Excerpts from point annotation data
═══

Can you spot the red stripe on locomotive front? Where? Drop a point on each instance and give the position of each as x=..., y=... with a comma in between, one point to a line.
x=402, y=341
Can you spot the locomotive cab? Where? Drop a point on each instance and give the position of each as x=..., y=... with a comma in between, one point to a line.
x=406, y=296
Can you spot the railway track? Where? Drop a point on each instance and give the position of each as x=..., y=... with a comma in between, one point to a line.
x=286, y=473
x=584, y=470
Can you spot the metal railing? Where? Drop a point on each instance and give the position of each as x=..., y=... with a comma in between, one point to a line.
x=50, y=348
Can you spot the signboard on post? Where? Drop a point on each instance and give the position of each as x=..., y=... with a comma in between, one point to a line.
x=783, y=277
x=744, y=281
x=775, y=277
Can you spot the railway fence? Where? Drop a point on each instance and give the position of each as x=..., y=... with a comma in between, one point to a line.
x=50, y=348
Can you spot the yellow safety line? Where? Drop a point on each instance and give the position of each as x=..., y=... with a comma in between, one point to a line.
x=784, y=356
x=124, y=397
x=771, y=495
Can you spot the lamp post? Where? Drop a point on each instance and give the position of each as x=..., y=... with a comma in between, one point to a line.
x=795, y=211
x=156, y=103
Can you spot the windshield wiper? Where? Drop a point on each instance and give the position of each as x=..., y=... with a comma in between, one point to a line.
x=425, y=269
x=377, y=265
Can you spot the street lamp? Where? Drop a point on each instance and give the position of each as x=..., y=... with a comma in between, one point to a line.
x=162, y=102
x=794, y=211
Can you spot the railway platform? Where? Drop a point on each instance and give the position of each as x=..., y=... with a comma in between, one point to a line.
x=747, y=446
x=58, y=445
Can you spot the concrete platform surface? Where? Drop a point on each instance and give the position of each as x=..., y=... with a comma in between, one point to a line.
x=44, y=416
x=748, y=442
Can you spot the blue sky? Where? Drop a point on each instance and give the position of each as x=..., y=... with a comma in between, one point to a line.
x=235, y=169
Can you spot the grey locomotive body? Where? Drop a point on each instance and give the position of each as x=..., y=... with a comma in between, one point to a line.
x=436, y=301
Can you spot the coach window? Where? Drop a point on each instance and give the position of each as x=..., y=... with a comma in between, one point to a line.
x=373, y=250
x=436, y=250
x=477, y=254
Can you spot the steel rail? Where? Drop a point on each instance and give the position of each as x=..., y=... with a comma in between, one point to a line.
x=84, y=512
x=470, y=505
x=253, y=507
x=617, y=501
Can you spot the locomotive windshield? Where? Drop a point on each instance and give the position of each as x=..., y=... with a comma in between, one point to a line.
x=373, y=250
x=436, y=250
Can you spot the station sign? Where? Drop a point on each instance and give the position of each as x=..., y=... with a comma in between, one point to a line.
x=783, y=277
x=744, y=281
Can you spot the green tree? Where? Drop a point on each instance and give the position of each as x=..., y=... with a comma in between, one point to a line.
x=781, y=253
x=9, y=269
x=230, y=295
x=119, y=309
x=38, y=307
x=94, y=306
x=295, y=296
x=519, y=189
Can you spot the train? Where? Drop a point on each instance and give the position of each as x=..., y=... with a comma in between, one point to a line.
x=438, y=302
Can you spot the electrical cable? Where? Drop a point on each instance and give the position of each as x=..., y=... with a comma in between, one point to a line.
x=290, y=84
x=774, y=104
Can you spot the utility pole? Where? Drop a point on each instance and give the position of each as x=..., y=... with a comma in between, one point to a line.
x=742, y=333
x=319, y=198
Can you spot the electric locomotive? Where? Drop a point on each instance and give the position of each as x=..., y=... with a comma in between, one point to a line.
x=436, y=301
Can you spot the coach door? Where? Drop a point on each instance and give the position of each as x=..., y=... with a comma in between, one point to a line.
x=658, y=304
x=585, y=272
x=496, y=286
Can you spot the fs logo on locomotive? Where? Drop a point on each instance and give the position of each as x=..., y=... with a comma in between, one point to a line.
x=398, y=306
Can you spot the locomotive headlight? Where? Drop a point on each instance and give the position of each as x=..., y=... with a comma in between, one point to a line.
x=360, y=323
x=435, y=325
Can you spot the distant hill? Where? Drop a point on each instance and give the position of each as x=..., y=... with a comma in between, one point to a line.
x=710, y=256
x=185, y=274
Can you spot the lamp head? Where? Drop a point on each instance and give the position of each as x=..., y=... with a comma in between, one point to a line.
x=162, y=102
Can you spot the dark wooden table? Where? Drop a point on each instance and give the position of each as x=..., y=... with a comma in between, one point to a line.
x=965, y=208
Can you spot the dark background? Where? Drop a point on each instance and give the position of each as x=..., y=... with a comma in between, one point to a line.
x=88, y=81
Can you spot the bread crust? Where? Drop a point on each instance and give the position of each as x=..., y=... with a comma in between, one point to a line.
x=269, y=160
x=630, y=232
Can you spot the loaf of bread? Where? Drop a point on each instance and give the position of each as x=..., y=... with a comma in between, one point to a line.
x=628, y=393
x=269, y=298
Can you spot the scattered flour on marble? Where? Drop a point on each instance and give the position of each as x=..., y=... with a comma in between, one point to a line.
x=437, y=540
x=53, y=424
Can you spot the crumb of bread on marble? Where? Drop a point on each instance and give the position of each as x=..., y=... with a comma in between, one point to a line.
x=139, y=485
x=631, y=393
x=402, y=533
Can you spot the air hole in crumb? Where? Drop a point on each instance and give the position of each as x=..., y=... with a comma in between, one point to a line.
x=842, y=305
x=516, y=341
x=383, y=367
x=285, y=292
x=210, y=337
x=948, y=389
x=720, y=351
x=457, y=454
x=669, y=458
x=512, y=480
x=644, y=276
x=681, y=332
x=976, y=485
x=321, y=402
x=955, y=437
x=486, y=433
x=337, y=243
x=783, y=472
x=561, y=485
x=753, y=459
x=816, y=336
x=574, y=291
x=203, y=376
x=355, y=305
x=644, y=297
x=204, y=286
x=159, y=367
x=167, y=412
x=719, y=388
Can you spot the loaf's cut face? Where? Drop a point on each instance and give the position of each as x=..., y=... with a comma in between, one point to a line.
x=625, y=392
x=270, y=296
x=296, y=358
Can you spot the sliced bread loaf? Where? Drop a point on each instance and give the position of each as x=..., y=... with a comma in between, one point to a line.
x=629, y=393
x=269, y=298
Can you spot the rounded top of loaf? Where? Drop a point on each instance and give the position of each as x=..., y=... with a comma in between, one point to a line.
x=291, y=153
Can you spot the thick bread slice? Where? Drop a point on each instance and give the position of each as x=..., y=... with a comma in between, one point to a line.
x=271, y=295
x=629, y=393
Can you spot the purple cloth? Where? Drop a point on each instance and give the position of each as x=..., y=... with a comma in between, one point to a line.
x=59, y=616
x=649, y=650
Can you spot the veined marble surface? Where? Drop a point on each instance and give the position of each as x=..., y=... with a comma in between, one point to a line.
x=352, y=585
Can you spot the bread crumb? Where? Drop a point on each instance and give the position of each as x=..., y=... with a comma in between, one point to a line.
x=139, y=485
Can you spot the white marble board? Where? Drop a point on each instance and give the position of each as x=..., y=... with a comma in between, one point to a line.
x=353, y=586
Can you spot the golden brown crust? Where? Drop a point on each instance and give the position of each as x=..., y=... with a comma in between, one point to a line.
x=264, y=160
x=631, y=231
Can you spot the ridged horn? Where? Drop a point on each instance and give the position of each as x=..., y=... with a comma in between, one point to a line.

═══

◆ Job: Copy all of the lines above word for word, leaving nothing out.

◆ Answer for the task:
Can you spot the red stripe on locomotive front? Where? Drop a point on each instance and give the position of each as x=..., y=... with a comma in between, one point to a line.
x=402, y=341
Can you spot the locomotive cab? Where? Drop a point on each instance and give the position of each as x=..., y=... with a comma in between, one point to a line.
x=406, y=296
Can you spot the railway track? Where? Drop a point on each instance and give the position of each as x=..., y=... with a comma in between, one point to a line.
x=286, y=473
x=584, y=470
Can you spot the metal railing? Where? Drop a point on each instance and give the position of each as x=..., y=... with a comma in between, one point to a line.
x=50, y=348
Can you spot the signboard on post? Where? Drop a point on each instance and give the position of each as x=..., y=... with a comma in between, one point to a line.
x=783, y=277
x=744, y=281
x=775, y=277
Can you spot the railway fence? Where? Drop a point on each instance and give the position of each as x=..., y=... with a comma in between, one point to a line.
x=50, y=348
Can you spot the yellow safety line? Where? Drop a point on each instance and give the position of each as x=..., y=... with a comma in between, one point to a line.
x=784, y=356
x=124, y=397
x=771, y=495
Can you spot the lamp post? Where? Drop a point on each instance and give the position of each as x=..., y=... with a comma in between, one point to a line.
x=795, y=211
x=156, y=103
Can you spot the windshield wiper? Where? Drop a point on each instance and give the position of each as x=..., y=... with a comma in between, one point to a line.
x=425, y=269
x=377, y=265
Can you spot the street lamp? Where? Drop a point on each instance and give the position of each as x=..., y=... with a comma in between, one point to a line.
x=162, y=102
x=794, y=211
Can you spot the railway platform? Where? Drop a point on each instance and give the position of each as x=..., y=... with a comma in between, one point to a line.
x=747, y=446
x=58, y=445
Can you spot the concrete platform surface? Where? Drop a point on each instance and give the position of each as x=..., y=... with a comma in between, one point to a line.
x=44, y=416
x=748, y=442
Can you spot the blue sky? Where? Drop a point on each instance and give the position of each as x=..., y=... with a comma in between, one point to a line.
x=235, y=169
Can you spot the grey locomotive body? Where? Drop a point on each instance and give the position of each as x=..., y=... with a comma in between, one point to a line.
x=436, y=301
Can you spot the coach window? Where? Drop a point on each instance and give the position of each as x=..., y=... with a comma in between, one point to a line.
x=373, y=250
x=436, y=250
x=477, y=254
Can you spot the steel rail? Where? Drop a point on each instance and give the position of each as x=..., y=... with a comma in between, one point to a line.
x=84, y=512
x=470, y=505
x=253, y=507
x=617, y=501
Can you spot the locomotive windshield? Where? Drop a point on each instance and give the position of each as x=..., y=... with a comma in between, one point to a line.
x=373, y=250
x=436, y=250
Can you spot the station sign? Where? Drop a point on each instance and give the position of each as x=..., y=... with a comma in between, one point to a line.
x=783, y=277
x=744, y=281
Can you spot the green tree? Where? Drop a point on each instance and give the position of each as x=..., y=... with a comma in between, one point to a line.
x=781, y=253
x=9, y=269
x=230, y=295
x=119, y=309
x=38, y=307
x=94, y=306
x=295, y=296
x=519, y=189
Can you spot the train? Where? Drop a point on each instance and give the position of each as x=..., y=... with a comma in between, one point to a line.
x=438, y=302
Can you spot the electrical cable? Where? Drop a point on each instance and give the position of each as x=..., y=... with a comma in between, one point to a line.
x=290, y=84
x=774, y=104
Can you spot the utility pole? Where? Drop a point on each instance and give the position of each as x=..., y=... with a comma in between, one point to a line.
x=742, y=333
x=319, y=198
Can you spot the electric locomotive? Where? Drop a point on each instance and give the position of each as x=..., y=... with a comma in between, one point to a line.
x=436, y=301
Can you spot the coach door? Where? Drop a point on each instance and give the position of each as x=..., y=... with a comma in between, one point to a line.
x=658, y=304
x=585, y=272
x=496, y=286
Can you spot the fs logo on locomotive? Where? Drop a point on each instance and give the position of each as x=..., y=... with a comma in between, one point to a line.
x=398, y=306
Can you spot the locomotive headlight? Where? Drop a point on each instance and give the position of each as x=..., y=... with a comma in between, one point to a line.
x=360, y=323
x=435, y=325
Can you spot the distant hill? Where? Drop a point on each instance and give the position of each as x=..., y=... with a comma in between, one point to a line.
x=710, y=256
x=185, y=274
Can you spot the lamp head? Where? Drop a point on each instance and give the position of each as x=..., y=... with a comma in between, one point to a line.
x=162, y=102
Can you spot the dark wooden table? Where? Drop a point on each instance and give the position of each as x=..., y=... with a comma in between, one point to a line.
x=965, y=208
Can you spot the dark background? Where? Drop a point on each instance and give the position of each as x=..., y=... with a comma in between, one point to a line.
x=88, y=81
Can you spot the bread crust? Where? Drop a point on each instance and give the position of each as x=..., y=... with a comma in between, one point to a line.
x=269, y=160
x=630, y=232
Can you spot the loaf of bread? Where? Drop a point on each instance and give the position of each as x=..., y=... with a comma in between, one point to a line.
x=628, y=393
x=269, y=298
Can you spot the scattered flour on marble? Where? Drop a point on each instance and give the position of each as x=..., y=... with a comma in between, one point to a line.
x=437, y=540
x=53, y=424
Can you spot the crumb of bread on marble? Where? Drop a point on each instance and give the position of each as x=..., y=... with a comma in between, one point to a line.
x=139, y=485
x=631, y=393
x=402, y=533
Can you spot the air hole in crumb? Where? Drop a point on each instance and give the position of each as x=..., y=... with a comma in between, one point to a line.
x=842, y=305
x=516, y=341
x=383, y=367
x=285, y=292
x=210, y=337
x=948, y=389
x=720, y=351
x=457, y=454
x=669, y=458
x=512, y=480
x=644, y=276
x=681, y=332
x=976, y=485
x=321, y=402
x=955, y=437
x=486, y=433
x=337, y=243
x=783, y=472
x=561, y=485
x=753, y=459
x=816, y=336
x=574, y=291
x=203, y=376
x=355, y=305
x=644, y=297
x=204, y=286
x=159, y=367
x=167, y=412
x=719, y=388
Can you spot the loaf's cut face? Where? Drop a point on each instance and give the position of each as x=..., y=... with a comma in between, one point to a line.
x=625, y=392
x=270, y=296
x=296, y=358
Can you spot the sliced bread loaf? Where? Drop a point on each instance and give the position of each as x=..., y=... with a comma in between, one point to a line.
x=629, y=393
x=269, y=298
Can you spot the rounded top of loaf? Where? Drop a point on each instance and give the position of each as x=..., y=... with a comma in between, one point to a line.
x=291, y=153
Can you spot the thick bread slice? Where? Drop a point on each instance and give the position of each as x=..., y=... with a comma in between, one point to a line.
x=271, y=295
x=629, y=393
Can you spot the purple cloth? Where? Drop a point on each instance and give the position of each as x=..., y=... with a comma in between, one point to a line.
x=59, y=616
x=649, y=650
Can you spot the veined marble surface? Where? Drop a point on each instance and give the position of each as x=..., y=... with a comma in between, one point to a line.
x=352, y=585
Can you spot the bread crumb? Where? Drop a point on each instance and give the position of each as x=..., y=... with a comma in between, one point to a line.
x=139, y=485
Can you spot the white marble board? Where? Drop a point on each instance and give the position of each as x=..., y=... with a comma in between, one point to a line.
x=353, y=586
Can you spot the golden brown crust? Where? Drop a point on each instance and give the position of each as x=..., y=... with a comma in between, one point to a line.
x=264, y=160
x=631, y=231
Can you spot the ridged horn? Where? Drop a point on each instance and give the position of each as x=..., y=... with a comma in between, one point to a line.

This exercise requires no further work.